• _Exercise requirements_:
Rewrite all the lines below, the request included, shifting each answer point by adding −136 to both of its coordinates. Leave the picture out of your answer.

□ □ □ □ □

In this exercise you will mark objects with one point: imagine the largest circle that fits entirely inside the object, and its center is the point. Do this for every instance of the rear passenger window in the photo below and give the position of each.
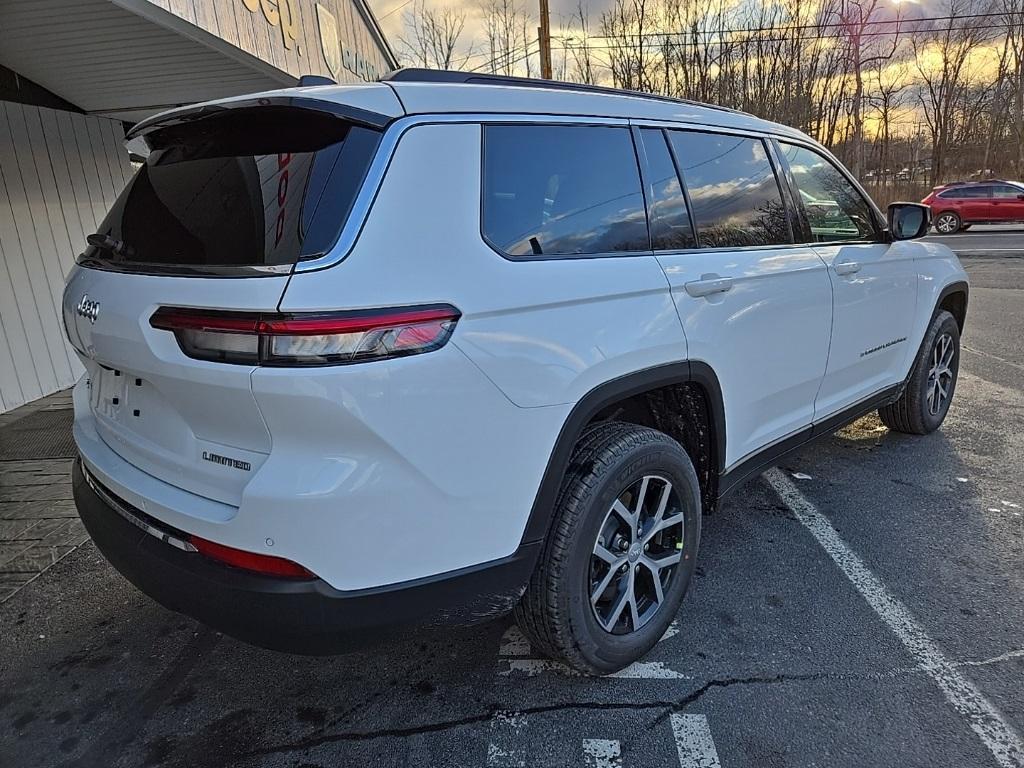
(670, 221)
(1007, 192)
(733, 192)
(562, 189)
(835, 209)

□ □ □ □ □

• _Response to the task_:
In this exercise you will mark objects with one point: imagine the largest circle that fits entirely inside the object, and its center is the point. Do this for every instance of the rear passenger window in the photo below and give the position of each.
(534, 85)
(871, 56)
(597, 56)
(426, 53)
(699, 73)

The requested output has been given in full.